• GIVEN DATA:

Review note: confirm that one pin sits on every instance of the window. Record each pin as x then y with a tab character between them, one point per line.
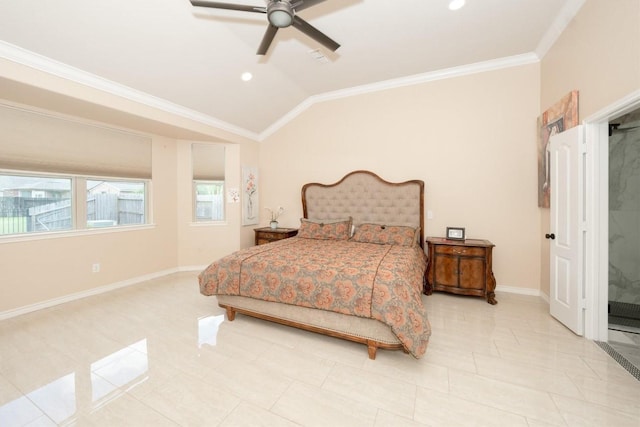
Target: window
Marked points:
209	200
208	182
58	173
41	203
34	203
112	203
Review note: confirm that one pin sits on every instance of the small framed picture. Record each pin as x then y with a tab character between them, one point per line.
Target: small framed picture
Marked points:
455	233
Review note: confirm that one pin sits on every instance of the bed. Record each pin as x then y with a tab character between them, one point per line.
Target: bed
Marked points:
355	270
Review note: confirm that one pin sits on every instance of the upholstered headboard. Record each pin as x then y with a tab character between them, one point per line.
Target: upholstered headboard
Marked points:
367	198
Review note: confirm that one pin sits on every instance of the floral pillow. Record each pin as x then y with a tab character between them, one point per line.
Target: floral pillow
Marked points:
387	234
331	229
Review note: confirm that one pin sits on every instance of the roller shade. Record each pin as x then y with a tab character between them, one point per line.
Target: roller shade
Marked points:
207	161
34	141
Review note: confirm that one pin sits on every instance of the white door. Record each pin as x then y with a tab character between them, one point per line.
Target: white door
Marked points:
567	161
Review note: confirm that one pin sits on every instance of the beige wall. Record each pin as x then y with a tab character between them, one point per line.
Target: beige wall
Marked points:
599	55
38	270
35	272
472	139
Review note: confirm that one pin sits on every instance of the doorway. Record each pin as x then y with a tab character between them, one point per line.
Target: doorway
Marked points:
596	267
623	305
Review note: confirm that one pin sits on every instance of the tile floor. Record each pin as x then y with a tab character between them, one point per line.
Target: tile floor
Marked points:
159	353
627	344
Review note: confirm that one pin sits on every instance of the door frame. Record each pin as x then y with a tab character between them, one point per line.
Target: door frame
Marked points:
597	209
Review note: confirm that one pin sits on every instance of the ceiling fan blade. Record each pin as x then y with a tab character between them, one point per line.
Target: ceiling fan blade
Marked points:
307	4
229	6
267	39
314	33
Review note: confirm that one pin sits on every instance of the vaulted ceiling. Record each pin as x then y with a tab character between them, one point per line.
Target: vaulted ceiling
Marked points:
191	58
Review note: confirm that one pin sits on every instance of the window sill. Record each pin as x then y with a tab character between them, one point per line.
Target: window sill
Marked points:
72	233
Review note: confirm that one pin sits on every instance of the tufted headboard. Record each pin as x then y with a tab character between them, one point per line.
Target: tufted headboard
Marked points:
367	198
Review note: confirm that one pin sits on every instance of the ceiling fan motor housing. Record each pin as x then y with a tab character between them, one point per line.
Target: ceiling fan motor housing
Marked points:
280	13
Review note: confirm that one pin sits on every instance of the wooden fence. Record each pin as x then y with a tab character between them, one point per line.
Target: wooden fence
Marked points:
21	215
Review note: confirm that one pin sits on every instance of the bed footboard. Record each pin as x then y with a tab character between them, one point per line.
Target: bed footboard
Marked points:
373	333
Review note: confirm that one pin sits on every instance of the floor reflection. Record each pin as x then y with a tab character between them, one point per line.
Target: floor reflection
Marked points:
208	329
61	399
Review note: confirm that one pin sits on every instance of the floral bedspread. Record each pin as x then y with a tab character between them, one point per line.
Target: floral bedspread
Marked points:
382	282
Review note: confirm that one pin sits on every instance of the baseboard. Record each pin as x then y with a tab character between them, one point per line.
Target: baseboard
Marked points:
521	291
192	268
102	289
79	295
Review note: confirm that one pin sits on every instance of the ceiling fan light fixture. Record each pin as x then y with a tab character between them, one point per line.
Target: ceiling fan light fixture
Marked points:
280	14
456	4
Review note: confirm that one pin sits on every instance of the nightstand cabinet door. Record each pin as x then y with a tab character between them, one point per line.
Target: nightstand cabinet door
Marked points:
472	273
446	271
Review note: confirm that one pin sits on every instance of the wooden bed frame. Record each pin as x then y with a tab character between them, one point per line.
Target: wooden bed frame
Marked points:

• TASK INSTRUCTIONS:
Please give an exact printout of all the records, pictures aside.

• TASK ANSWER:
Review note: confirm that one pin sits on every instance of the window. Record each pin as x then y with a tab character between them, one point per line.
Target: window
Marked points:
209	200
208	182
58	173
41	203
34	203
112	203
Review note: confirm that one pin sits on every instance of the small framed picture. Record each pin as x then y with a tab character between them, one point per line.
Target: small framed picture
Marked points:
455	233
Review note: confirm that one pin sits on every instance of the bed. Record each pin as x then y with a tab character between them, one point per line.
Target: bed
Marked points:
355	270
Review note: confirm that one pin sits on every instance of the upholstered headboard. Record each pin as x then y with a tab character between them, one point per line.
Target: upholstered headboard
Marked points:
367	198
Review note: confirm that one pin sits on every instance of the floral pillow. Record each pin as x then y with a tab character between them, one point per line.
Target: floral pillow
Marked points:
387	234
331	229
Review note: confirm that one pin sits on every instance of the roller shade. Record each pin as x then y with a tab character between them, one point per line.
Target: roller shade
Marked points:
207	161
34	141
Review note: confirm that one pin sits on every instance of the white door. Record each pin as x then y with a tab character between them, one point per line.
Target: white door
Marked points:
567	161
Review note: confirm that one pin sits on every instance of the beige wall. Record each pin as x then y with a tab character between them, one point per line.
Target: beige wall
Marked points:
599	55
38	270
35	272
472	139
Review note: confirm that one pin sits on every instance of the doorway. Record each pin as x then y with a tab character between them, one point per line.
Target: doorway
Marked points:
596	267
623	305
Review note: confirm that one pin sits on every instance of the tile floor. Record each pin as x then y with a tab character between them, one point per line.
Target: tile floor
Marked points:
159	353
627	344
Review note: confirm that one pin sits on every instance of the door frame. Record each pin as x then y with a tab character between them, one point per line.
Target: door frame
Marked points:
597	209
Review note: confirm that one pin sits on every instance of the ceiling fan blade. Record each pin as x then y with a tab character between them, one point per line.
Target: ceiling fan blade
Marked points:
307	4
229	6
267	39
314	33
Review note: confirm that one pin sits on every instance of the vaulted ceiling. Record each pin as x then y with a tab character between them, one point per line.
Target: vaulted ceiling
Marked points:
191	58
Review note: confirm that one pin sits on every instance of the window sill. Record each pin as x then y with a tab character between them, one point per line.
Target: window sill
Marked points:
72	233
Review note: confirm that one pin sits on every instance of the tufted headboard. Record each pin as x then y with a tab character between them, one point per line.
Target: tufted headboard
Marked points:
367	198
Review note: confirm that one pin sits on every instance of the ceiling fan motor housing. Record each pin as x then y with a tab character between them, one point per line.
Target: ceiling fan motor housing
Marked points:
280	13
Review note: confirm that one pin sits on every instance of the wooden fence. Record each pin as x then y with a tab character between them, one point per line.
Target: wooden fence
Marked points:
21	215
Review note: confirm that one pin sits on every instance of the bed footboard. Record each pin as x then y with a tab character between them, one point per line.
Target: bed footboard
Marked points:
373	333
Review note: confirm that one pin sits on every instance of the floor reflection. Record each pin as x then y with a tab character between them, one point per line.
Target: floor reflection
Marked points:
208	329
61	399
Review note: confirm that one pin sits on every instance of the floral bedspread. Record each pin as x then y with a tab character between them, one point per line.
Target: floral bedspread
Marked points:
382	282
Review note: confirm that one pin sits on every instance of the baseboard. Record each pin as x then y with a tab character between them, one point per line.
Target: baseboard
Marked points:
521	291
192	268
102	289
79	295
Review note: confirm that one pin sits on every instance of the ceiling fan light fixture. Record each pin as x then y with a tab character between them, one point per line.
Target: ceiling fan light fixture
Marked points:
280	14
456	4
Review note: confirm that one pin sits on every instance of the nightstand cabinet door. Record each pin as x then y with a tab character between them, one point per line.
Target: nightstand cabinet door
Marked points:
472	273
446	271
Review note: confirm that one pin sits on every instance of the wooden bed frame. Record each pin as x then y with a tab character between them, one point per line.
Target: wooden bed frame
Marked points:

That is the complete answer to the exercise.